■ Quoted passage ■

*** Block opens ***

System Specifications

  • OS: Microsoft Windows 11 Home Single Language (Build 26100)
  • CPU: 11th Gen Intel(R) Core(TM) i3-1115G4 @ 3.00GHz
  • RAM: 7,991 MB (~8GB)
  • Node.js: v20.19.2
  • Runtime: Single-threaded JavaScript execution
  • Storage: SSD (model caching enabled)

Test Methodology

  • Sample Size: 10 text samples for batch testing, 50 for performance testing
  • Measurements: Average of multiple runs
  • Memory: Process memory usage during embedding generation
  • Consistency: Multiple runs with identical inputs to verify deterministic behavior

Supported Models

1. sentence-transformers/all-MiniLM-L6-v2 (Current Default)

Specifications

  • Dimensions: 384
  • Architecture: MiniLM (distilled BERT)
  • Model Size: ~23MB
  • Quantization: Available

Performance Metrics

  • Single Embedding: 16.18ms average
  • Batch Processing (10 texts): 78.97ms total
  • Average per Embedding: 7.90ms
  • Throughput: 126.63 embeddings/second
  • Memory Usage: 1.64MB during processing
  • Total Memory: 342.93MB
  • Load Time: 460ms (cached)
{
embedding_model: "sentence-transformers/all-MiniLM-L6-v2",
chunk_size: 250,
chunk_overlap: 50,
batch_size: 16,
dimensions: 384
}

2. Xenova/all-mpnet-base-v2 (High-Quality Alternative)

*** Block closes ***

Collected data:
*** Block opens ***

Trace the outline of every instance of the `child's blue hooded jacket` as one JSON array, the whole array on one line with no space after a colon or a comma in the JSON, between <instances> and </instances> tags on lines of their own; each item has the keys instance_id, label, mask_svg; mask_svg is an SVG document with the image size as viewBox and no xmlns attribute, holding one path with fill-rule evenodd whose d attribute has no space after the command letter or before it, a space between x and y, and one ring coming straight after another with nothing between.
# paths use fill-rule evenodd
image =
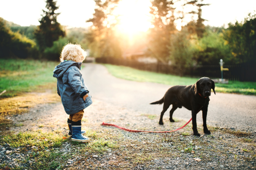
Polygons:
<instances>
[{"instance_id":1,"label":"child's blue hooded jacket","mask_svg":"<svg viewBox=\"0 0 256 170\"><path fill-rule=\"evenodd\" d=\"M68 115L77 113L93 103L80 72L81 64L64 61L53 70L53 77L57 78L57 92ZM88 97L84 101L83 97L87 93Z\"/></svg>"}]
</instances>

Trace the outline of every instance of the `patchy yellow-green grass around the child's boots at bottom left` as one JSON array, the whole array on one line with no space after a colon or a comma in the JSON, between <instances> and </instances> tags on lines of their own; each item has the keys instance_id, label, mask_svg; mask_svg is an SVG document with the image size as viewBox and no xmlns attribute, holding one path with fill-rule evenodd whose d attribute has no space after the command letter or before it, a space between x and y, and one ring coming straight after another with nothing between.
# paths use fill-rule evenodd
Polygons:
<instances>
[{"instance_id":1,"label":"patchy yellow-green grass around the child's boots at bottom left","mask_svg":"<svg viewBox=\"0 0 256 170\"><path fill-rule=\"evenodd\" d=\"M69 142L73 151L59 152L62 144L66 141L71 141L69 137L63 136L61 131L55 130L52 132L41 132L41 130L32 132L20 132L18 134L10 133L3 135L0 138L0 145L6 143L10 144L12 148L19 148L19 153L24 156L20 157L20 160L16 160L18 163L27 164L25 169L32 170L55 170L63 169L63 164L67 164L67 159L74 158L74 155L83 156L83 159L87 159L84 153L94 153L96 155L105 153L109 148L112 150L118 150L119 145L116 141L105 141L104 138L99 138L98 134L93 130L87 130L87 135L95 140L90 141L87 144L81 142ZM29 145L29 147L27 147ZM35 146L32 148L32 146ZM27 151L31 150L31 153ZM8 156L13 153L7 154ZM33 161L32 164L28 161ZM4 168L7 164L1 164L0 169ZM13 167L14 170L24 170L22 167Z\"/></svg>"}]
</instances>

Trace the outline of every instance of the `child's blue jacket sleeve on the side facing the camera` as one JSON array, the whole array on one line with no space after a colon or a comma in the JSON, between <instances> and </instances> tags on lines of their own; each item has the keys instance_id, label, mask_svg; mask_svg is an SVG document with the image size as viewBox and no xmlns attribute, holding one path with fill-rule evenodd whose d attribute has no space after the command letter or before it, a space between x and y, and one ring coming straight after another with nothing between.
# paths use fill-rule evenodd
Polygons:
<instances>
[{"instance_id":1,"label":"child's blue jacket sleeve on the side facing the camera","mask_svg":"<svg viewBox=\"0 0 256 170\"><path fill-rule=\"evenodd\" d=\"M78 69L70 69L67 78L71 88L75 91L76 94L80 95L81 98L83 98L83 96L89 92L87 89L85 89L83 83L81 82L80 72Z\"/></svg>"}]
</instances>

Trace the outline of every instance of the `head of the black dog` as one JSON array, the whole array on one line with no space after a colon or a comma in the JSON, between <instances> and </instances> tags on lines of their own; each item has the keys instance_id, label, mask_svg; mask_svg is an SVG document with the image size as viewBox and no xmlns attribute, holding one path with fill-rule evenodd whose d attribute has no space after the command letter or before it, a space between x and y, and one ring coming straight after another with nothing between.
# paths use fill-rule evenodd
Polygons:
<instances>
[{"instance_id":1,"label":"head of the black dog","mask_svg":"<svg viewBox=\"0 0 256 170\"><path fill-rule=\"evenodd\" d=\"M202 97L208 97L211 95L211 89L215 93L215 83L207 77L200 78L196 82L196 92L199 93Z\"/></svg>"}]
</instances>

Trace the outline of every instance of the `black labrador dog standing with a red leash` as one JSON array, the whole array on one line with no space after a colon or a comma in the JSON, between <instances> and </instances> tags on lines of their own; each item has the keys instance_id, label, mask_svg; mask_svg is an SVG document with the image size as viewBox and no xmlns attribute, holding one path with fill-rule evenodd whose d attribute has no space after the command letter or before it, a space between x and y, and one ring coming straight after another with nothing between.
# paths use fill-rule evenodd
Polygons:
<instances>
[{"instance_id":1,"label":"black labrador dog standing with a red leash","mask_svg":"<svg viewBox=\"0 0 256 170\"><path fill-rule=\"evenodd\" d=\"M173 112L181 106L192 111L192 129L196 136L200 136L196 125L196 115L200 110L203 112L203 127L205 134L211 134L207 128L206 118L209 105L209 96L211 95L211 89L215 94L214 81L207 77L200 78L195 84L189 86L172 86L167 90L166 94L160 101L153 102L151 104L163 104L163 111L161 112L159 124L163 124L163 114L172 104L170 111L170 121L172 119Z\"/></svg>"}]
</instances>

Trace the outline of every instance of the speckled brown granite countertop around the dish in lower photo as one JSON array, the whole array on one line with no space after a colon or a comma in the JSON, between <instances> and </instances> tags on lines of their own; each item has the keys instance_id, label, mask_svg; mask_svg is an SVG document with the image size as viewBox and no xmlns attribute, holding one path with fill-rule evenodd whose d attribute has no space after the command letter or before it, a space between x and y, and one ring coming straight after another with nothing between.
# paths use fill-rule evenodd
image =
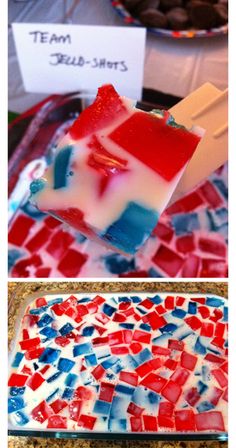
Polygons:
<instances>
[{"instance_id":1,"label":"speckled brown granite countertop around the dish in lower photo","mask_svg":"<svg viewBox=\"0 0 236 448\"><path fill-rule=\"evenodd\" d=\"M40 291L169 291L169 292L199 292L212 293L227 297L226 282L9 282L9 341L14 335L17 307L24 299ZM9 448L227 448L227 442L156 442L156 441L103 441L103 440L70 440L43 439L40 437L8 438Z\"/></svg>"}]
</instances>

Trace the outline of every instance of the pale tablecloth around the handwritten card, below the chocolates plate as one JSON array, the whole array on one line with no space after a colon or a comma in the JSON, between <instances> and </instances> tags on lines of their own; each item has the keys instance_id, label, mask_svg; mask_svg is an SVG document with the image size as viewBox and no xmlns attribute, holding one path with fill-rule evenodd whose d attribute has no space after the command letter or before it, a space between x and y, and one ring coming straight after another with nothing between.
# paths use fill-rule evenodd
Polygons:
<instances>
[{"instance_id":1,"label":"pale tablecloth around the handwritten card, below the chocolates plate","mask_svg":"<svg viewBox=\"0 0 236 448\"><path fill-rule=\"evenodd\" d=\"M74 3L74 24L126 26L109 0L67 0L67 10ZM9 24L65 23L64 4L64 0L9 0ZM207 81L223 90L228 84L227 68L227 36L173 39L147 35L145 87L180 97ZM24 91L9 26L9 109L23 112L46 96Z\"/></svg>"}]
</instances>

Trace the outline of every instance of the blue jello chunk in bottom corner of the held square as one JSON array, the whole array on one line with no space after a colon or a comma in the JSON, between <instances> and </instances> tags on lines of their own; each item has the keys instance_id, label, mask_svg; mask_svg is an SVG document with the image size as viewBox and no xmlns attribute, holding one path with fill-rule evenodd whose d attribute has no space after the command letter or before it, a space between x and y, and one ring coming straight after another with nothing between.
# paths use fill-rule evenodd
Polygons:
<instances>
[{"instance_id":1,"label":"blue jello chunk in bottom corner of the held square","mask_svg":"<svg viewBox=\"0 0 236 448\"><path fill-rule=\"evenodd\" d=\"M102 238L128 254L134 254L149 237L159 218L156 210L129 202L117 221L111 224Z\"/></svg>"}]
</instances>

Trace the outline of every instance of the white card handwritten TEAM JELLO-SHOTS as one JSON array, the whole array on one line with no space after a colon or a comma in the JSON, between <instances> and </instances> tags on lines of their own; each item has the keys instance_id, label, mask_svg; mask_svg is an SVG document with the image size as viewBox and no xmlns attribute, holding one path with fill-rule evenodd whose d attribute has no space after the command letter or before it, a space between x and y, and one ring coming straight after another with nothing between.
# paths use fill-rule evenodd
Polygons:
<instances>
[{"instance_id":1,"label":"white card handwritten TEAM JELLO-SHOTS","mask_svg":"<svg viewBox=\"0 0 236 448\"><path fill-rule=\"evenodd\" d=\"M141 99L145 28L13 23L27 92L96 92L111 83Z\"/></svg>"}]
</instances>

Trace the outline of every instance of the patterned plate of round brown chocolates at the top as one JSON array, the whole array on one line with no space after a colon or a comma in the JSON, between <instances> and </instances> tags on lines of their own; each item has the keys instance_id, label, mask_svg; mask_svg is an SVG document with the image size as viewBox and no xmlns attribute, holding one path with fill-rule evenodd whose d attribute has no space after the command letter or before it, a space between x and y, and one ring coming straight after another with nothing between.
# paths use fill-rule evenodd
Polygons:
<instances>
[{"instance_id":1,"label":"patterned plate of round brown chocolates at the top","mask_svg":"<svg viewBox=\"0 0 236 448\"><path fill-rule=\"evenodd\" d=\"M228 32L228 0L111 0L125 23L159 36L209 37Z\"/></svg>"}]
</instances>

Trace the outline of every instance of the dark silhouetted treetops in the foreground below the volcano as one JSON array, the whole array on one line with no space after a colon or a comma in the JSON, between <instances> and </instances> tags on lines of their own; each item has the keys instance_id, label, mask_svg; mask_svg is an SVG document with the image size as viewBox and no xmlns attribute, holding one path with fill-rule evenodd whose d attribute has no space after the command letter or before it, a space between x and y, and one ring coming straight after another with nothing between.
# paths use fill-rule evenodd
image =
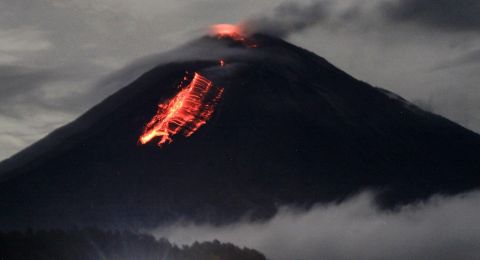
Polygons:
<instances>
[{"instance_id":1,"label":"dark silhouetted treetops in the foreground below the volcano","mask_svg":"<svg viewBox=\"0 0 480 260\"><path fill-rule=\"evenodd\" d=\"M179 247L151 235L88 228L0 232L0 259L265 260L265 257L255 250L217 240Z\"/></svg>"}]
</instances>

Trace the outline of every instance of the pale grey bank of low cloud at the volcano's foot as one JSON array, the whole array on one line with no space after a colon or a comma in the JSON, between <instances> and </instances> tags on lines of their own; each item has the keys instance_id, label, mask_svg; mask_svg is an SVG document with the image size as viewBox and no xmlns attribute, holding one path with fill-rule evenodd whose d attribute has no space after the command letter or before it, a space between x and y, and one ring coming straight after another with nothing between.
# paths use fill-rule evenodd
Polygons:
<instances>
[{"instance_id":1,"label":"pale grey bank of low cloud at the volcano's foot","mask_svg":"<svg viewBox=\"0 0 480 260\"><path fill-rule=\"evenodd\" d=\"M394 212L372 195L305 211L283 207L271 220L228 226L177 223L153 231L172 242L219 239L258 249L272 260L477 259L480 192L437 196Z\"/></svg>"}]
</instances>

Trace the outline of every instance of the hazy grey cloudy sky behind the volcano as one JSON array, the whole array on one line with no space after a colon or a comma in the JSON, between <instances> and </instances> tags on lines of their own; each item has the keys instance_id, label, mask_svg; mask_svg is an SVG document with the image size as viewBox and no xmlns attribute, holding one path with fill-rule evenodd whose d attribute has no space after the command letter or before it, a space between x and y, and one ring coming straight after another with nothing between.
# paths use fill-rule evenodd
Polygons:
<instances>
[{"instance_id":1,"label":"hazy grey cloudy sky behind the volcano","mask_svg":"<svg viewBox=\"0 0 480 260\"><path fill-rule=\"evenodd\" d=\"M0 160L122 85L132 61L248 19L480 132L477 0L0 0Z\"/></svg>"}]
</instances>

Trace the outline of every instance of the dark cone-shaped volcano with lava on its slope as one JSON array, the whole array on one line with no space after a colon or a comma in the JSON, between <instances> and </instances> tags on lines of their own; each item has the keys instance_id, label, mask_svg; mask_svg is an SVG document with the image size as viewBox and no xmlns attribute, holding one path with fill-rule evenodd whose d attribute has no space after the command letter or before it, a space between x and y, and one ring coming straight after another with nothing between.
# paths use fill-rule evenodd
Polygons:
<instances>
[{"instance_id":1,"label":"dark cone-shaped volcano with lava on its slope","mask_svg":"<svg viewBox=\"0 0 480 260\"><path fill-rule=\"evenodd\" d=\"M248 41L192 41L2 162L1 228L267 219L365 189L391 209L480 185L476 133L281 39ZM216 96L181 99L197 74Z\"/></svg>"}]
</instances>

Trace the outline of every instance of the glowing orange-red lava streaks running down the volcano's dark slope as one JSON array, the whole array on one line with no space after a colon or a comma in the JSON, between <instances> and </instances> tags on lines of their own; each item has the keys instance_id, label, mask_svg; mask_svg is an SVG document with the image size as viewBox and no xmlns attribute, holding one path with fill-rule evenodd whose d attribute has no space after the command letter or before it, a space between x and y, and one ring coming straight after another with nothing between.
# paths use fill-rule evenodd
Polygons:
<instances>
[{"instance_id":1,"label":"glowing orange-red lava streaks running down the volcano's dark slope","mask_svg":"<svg viewBox=\"0 0 480 260\"><path fill-rule=\"evenodd\" d=\"M159 137L158 146L173 141L172 136L182 133L191 136L212 116L223 88L212 88L210 80L195 73L192 81L173 98L158 105L156 115L147 123L139 138L141 144Z\"/></svg>"}]
</instances>

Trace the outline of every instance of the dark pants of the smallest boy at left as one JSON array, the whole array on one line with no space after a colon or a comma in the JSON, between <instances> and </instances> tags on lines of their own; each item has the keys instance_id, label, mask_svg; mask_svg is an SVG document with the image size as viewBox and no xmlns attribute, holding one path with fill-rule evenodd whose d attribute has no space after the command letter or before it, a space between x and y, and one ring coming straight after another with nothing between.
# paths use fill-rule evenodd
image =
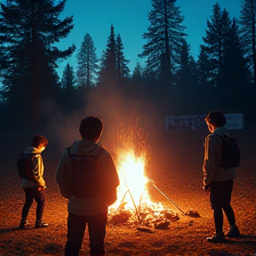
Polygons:
<instances>
[{"instance_id":1,"label":"dark pants of the smallest boy at left","mask_svg":"<svg viewBox=\"0 0 256 256\"><path fill-rule=\"evenodd\" d=\"M37 188L24 188L26 194L26 202L23 205L21 219L26 220L28 218L28 212L35 199L36 205L36 220L42 220L44 213L44 190L38 191Z\"/></svg>"}]
</instances>

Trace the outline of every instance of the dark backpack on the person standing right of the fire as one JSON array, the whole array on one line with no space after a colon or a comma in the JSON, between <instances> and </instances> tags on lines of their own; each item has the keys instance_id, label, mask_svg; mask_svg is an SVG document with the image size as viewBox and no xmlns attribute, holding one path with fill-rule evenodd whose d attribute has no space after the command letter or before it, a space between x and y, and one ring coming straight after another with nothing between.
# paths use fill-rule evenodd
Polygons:
<instances>
[{"instance_id":1,"label":"dark backpack on the person standing right of the fire","mask_svg":"<svg viewBox=\"0 0 256 256\"><path fill-rule=\"evenodd\" d=\"M222 156L220 166L222 167L238 167L240 165L240 150L237 145L236 138L228 136L221 137L222 140Z\"/></svg>"}]
</instances>

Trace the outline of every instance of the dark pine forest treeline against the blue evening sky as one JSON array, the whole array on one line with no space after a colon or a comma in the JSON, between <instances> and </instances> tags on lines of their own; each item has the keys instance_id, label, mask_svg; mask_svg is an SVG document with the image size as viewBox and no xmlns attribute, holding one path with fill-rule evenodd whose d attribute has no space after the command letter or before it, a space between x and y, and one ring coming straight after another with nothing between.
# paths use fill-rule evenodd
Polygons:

*** Block closes ***

■ What this exercise asks ■
1. Copy the benchmark notes starting at "System Specifications" and ending at "(model caching enabled)", and swap "SSD" for "HDD".
2. According to the benchmark notes, how long does the default model take in total to process a batch of 10 texts?

■ Task-by-task results ■
1.
System Specifications

  • OS: Microsoft Windows 11 Home Single Language (Build 26100)
  • CPU: 11th Gen Intel(R) Core(TM) i3-1115G4 @ 3.00GHz
  • RAM: 7,991 MB (~8GB)
  • Node.js: v20.19.2
  • Runtime: Single-threaded JavaScript execution
  • Storage: HDD (model caching enabled)

2. 78.97ms